[Location identification entries]
———
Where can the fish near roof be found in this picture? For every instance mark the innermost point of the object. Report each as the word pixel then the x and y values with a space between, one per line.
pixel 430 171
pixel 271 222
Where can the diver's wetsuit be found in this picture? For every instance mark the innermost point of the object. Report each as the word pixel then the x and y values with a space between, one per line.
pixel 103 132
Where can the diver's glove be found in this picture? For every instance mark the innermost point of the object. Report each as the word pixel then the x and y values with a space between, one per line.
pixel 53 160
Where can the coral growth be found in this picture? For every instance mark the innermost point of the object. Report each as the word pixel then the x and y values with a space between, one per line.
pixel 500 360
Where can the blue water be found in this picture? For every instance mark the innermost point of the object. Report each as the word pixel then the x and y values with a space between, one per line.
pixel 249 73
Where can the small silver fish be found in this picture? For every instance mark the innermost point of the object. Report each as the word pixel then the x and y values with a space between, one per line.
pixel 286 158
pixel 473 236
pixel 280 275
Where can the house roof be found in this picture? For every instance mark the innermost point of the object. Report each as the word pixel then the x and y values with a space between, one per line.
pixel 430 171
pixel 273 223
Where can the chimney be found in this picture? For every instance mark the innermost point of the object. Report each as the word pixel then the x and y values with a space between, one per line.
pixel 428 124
———
To do
Set down, word for word, the lines of the records from the line containing "Where can the house" through the end of the records.

Exercise answer
Where can the house roof be found in this picture? For every instance mark the innermost point of the object. Report each as the word pixel then the x and y values with a space between, one per line.
pixel 430 171
pixel 273 223
Where can the chimney be found in this picture? For every instance mark the innermost point of the object. Report each as the word pixel then the x and y values with a space between, one per line.
pixel 428 124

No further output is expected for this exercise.